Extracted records
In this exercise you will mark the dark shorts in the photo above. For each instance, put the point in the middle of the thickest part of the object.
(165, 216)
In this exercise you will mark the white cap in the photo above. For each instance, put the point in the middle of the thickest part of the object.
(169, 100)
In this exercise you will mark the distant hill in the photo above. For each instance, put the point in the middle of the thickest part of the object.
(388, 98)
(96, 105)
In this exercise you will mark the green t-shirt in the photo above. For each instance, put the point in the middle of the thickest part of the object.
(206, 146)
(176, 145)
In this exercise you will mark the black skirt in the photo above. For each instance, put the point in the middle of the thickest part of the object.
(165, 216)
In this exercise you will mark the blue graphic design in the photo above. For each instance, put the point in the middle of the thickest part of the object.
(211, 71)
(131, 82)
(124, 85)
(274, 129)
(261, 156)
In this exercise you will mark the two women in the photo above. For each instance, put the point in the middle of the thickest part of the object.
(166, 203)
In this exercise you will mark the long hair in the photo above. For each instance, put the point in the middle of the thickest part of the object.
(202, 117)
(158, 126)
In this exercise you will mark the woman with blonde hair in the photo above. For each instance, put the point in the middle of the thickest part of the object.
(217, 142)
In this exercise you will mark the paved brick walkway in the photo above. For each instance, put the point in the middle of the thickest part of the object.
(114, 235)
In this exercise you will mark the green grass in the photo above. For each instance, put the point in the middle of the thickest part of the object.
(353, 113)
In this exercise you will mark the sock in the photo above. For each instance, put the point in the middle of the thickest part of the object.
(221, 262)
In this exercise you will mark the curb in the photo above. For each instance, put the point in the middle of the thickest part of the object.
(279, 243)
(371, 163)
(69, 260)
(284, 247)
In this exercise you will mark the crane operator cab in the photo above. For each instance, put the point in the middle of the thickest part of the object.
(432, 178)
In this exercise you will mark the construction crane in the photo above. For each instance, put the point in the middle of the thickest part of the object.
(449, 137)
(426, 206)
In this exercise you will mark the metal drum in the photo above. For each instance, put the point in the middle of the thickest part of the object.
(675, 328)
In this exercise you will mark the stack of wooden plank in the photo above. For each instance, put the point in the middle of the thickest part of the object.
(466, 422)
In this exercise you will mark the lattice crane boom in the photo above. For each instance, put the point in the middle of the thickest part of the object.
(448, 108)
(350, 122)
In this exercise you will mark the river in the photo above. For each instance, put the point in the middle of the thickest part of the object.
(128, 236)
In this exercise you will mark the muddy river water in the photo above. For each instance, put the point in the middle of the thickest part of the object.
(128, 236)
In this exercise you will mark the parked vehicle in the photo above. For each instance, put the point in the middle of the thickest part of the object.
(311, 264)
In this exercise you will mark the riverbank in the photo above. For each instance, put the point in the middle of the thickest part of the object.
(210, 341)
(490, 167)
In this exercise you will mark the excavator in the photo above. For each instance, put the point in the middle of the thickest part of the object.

- _ABOUT THIS TASK_: Nothing is to be left out; every record above must be repeated exactly.

- _WORKED SOLUTION_:
In this exercise you will mark the dark shorts in the photo above. For each instance, put the point in the middle of the thickest part of the object.
(165, 216)
In this exercise you will mark the white cap in the photo above. For each instance, put the point in the middle of the thickest part of the object.
(169, 100)
In this exercise you will mark the distant hill in the photo above. For each instance, put the point in the middle of the thickest part of the object.
(388, 98)
(96, 105)
In this exercise you will mark the green t-shirt in the photo above. For each instance, put the point in the middle of the thickest part of the object.
(206, 146)
(176, 145)
In this exercise you will mark the black skirt in the photo above. For each instance, put the point in the middle of the thickest part of the object.
(165, 216)
In this exercise you will mark the blue graphic design in the photo above. For each instance, put the point in the middle of the thickest part of the object.
(211, 71)
(131, 82)
(124, 85)
(274, 129)
(261, 156)
In this exercise you will mark the two women in the photo above. For each instance, put the point in the middle of the thickest part of the object.
(166, 203)
In this exercise you will mark the long hair in the photo above. For each instance, put the point in the middle of the thickest part of the object.
(202, 117)
(158, 126)
In this exercise you will mark the woman with blonde hair in the photo above. For each instance, put the point in the middle of the thickest part of the object.
(217, 142)
In this exercise you will mark the paved brick walkway in the photo above. For each instance, put the point in the middle of the thickest part of the object.
(114, 235)
In this exercise you will mark the green grass in the photo above. For each instance, put the point in the middle of the thickest part of the object.
(353, 113)
In this exercise you will mark the sock in the photo above. For each instance, put the point in the middle of the thickest part of the object.
(221, 262)
In this exercise you will mark the curb in the photo above. For each instance, put the point in the middle of the thickest part of the object.
(279, 243)
(371, 163)
(69, 260)
(284, 247)
In this exercise you will mark the crane operator cab in the photo above. For each instance, put the point in the middle of the thickest part of the object.
(432, 178)
In this exercise you will mark the construction crane in the photo above. For each instance, put the point in the middle of the thickest part of the object.
(449, 137)
(426, 206)
In this exercise you will mark the metal drum in the photo above. For each instance, put the point in the middle of the thickest part of the object.
(675, 328)
In this exercise you will mark the stack of wooden plank in the photo above. For each instance, put the point in the middle of the thickest part of the object.
(466, 422)
In this exercise you will mark the lattice crane boom in the photo above. For each instance, put the point in the middle of the thickest part of the object.
(448, 108)
(350, 122)
In this exercise you will mark the river in the photo above. For each instance, put the point in the middle of the thickest part of the object.
(128, 236)
In this exercise you will mark the muddy river water in the photo above. For each instance, put the point in the middle of the thickest part of the object.
(128, 236)
In this exercise you will mark the parked vehicle in the photo above. For each instance, put the point in the middle of the thickest part of the object.
(311, 264)
In this exercise you will mark the riverbank in the photo above. For each instance, put the point in the middle of the thickest part of the object.
(210, 341)
(490, 167)
In this exercise you will mark the excavator in the photo above. For each instance, put the point in the middle of the thickest part of the object.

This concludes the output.